Extracted information Start Marker

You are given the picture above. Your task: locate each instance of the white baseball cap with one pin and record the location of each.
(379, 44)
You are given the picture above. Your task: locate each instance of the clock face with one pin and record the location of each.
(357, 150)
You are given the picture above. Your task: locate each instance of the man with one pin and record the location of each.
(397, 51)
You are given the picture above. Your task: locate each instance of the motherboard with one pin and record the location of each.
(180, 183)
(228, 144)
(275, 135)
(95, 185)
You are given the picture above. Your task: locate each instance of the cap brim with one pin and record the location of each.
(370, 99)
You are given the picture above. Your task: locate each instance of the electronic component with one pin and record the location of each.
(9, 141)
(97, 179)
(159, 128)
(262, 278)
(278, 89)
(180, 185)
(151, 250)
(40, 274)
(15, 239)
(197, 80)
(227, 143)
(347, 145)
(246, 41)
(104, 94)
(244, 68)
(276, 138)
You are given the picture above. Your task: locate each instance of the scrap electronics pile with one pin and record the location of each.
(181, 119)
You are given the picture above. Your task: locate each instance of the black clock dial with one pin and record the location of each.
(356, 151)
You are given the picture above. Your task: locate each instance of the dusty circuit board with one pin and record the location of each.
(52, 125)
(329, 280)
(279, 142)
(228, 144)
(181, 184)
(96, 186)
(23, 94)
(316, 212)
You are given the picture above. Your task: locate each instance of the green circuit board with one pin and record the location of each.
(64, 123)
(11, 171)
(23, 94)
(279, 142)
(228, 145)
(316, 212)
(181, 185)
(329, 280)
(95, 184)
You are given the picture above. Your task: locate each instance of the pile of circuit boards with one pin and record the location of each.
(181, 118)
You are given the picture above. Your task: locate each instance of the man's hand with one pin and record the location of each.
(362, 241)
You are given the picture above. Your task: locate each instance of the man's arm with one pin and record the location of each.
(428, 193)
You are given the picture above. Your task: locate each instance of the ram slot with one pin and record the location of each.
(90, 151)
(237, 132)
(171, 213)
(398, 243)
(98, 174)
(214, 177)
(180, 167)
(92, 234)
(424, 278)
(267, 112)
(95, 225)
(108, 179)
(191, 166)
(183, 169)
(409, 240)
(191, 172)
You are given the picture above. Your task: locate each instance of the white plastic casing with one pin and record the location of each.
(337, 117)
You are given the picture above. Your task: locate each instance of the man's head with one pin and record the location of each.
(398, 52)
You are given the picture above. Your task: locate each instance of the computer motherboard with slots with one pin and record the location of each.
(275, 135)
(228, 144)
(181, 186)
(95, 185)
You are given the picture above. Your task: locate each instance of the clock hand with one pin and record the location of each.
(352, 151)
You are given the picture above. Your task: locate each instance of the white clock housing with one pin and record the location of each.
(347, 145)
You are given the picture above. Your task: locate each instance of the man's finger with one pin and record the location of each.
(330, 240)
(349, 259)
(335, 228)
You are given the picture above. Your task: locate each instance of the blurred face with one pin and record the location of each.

Extracted information End Marker

Each entry must appear again in the answer exactly as written.

Solution to this exercise.
You are given the picture above. Your task: locate each instance of the white baseball cap with one pin and record the location of each.
(379, 44)
You are given the picture above. Your task: locate each instance of the clock face with one pin and record the location of each.
(357, 150)
You are given the picture above. Your task: locate each instance of the man with one pin and record the location of each.
(397, 51)
You are given the picture above. Your task: locate each instance of the motherboard with one pin and record the location of each.
(180, 183)
(228, 144)
(275, 135)
(95, 185)
You are given the picture above. Your task: locate each instance of the cap brim with one pin and record the location of each.
(370, 99)
You are given the picture above. Your task: locate each instance of the electronic component with one pin and record the location of each.
(9, 141)
(97, 179)
(159, 128)
(262, 278)
(278, 89)
(180, 185)
(151, 250)
(40, 274)
(15, 239)
(197, 80)
(227, 143)
(347, 145)
(246, 41)
(104, 94)
(244, 68)
(276, 138)
You are given the picture above. Your task: locate each instance of the scrap electronics pile with one pin and record the location of each.
(181, 119)
You are given the picture above. Your task: locate each instance of the black clock dial with one pin and record the location of each.
(356, 151)
You are given the picture above. Your task: locate each instance of the dusty circuit board with one pin and record the location of each.
(52, 125)
(329, 280)
(279, 142)
(228, 144)
(181, 184)
(96, 186)
(23, 94)
(316, 212)
You are given the picture above. Your task: locate each instance of the green circuit board with one pin and record the location of each.
(64, 123)
(11, 171)
(23, 94)
(279, 142)
(228, 145)
(316, 212)
(181, 185)
(329, 280)
(95, 184)
You are given the picture above. Your task: locate each instance of the pile of circuit boards with one pin and record the location of each.
(181, 118)
You are given the picture above. Your task: locate each instance of the man's hand with one pin and record the location of each.
(362, 241)
You are given the picture above. Your task: locate each instance of the man's arm with one pin and record the location of each.
(428, 193)
You are given the picture above. Your task: locate each instance of the ram slot with one pin and record the location of each.
(90, 151)
(237, 132)
(171, 213)
(398, 243)
(98, 174)
(214, 177)
(180, 167)
(92, 234)
(424, 278)
(267, 112)
(95, 225)
(108, 179)
(191, 166)
(183, 169)
(409, 240)
(191, 172)
You are given the picture above. Your task: locate each instance of the white plastic casing with one pin and record the location of each.
(337, 117)
You are given the picture above. Your task: locate each instance of the man's head with one pin and record the location of each.
(398, 52)
You are given the picture above. Your task: locate each instance of the computer motherboard with slots with one pin and record the location of each.
(275, 135)
(228, 144)
(181, 186)
(95, 185)
You are given the picture above. Your task: locate each instance of the clock hand with one pin and record the location of each.
(352, 151)
You are given the picture above. Your task: locate each instance of the white clock housing with one pin and record the location of each.
(347, 145)
You are given the picture above. Your task: locate each instance of the man's finger with one pin and record the location of each.
(330, 240)
(349, 259)
(335, 228)
You are given the picture above. Your task: locate each instance of the blurred face with one pin and record the location of each.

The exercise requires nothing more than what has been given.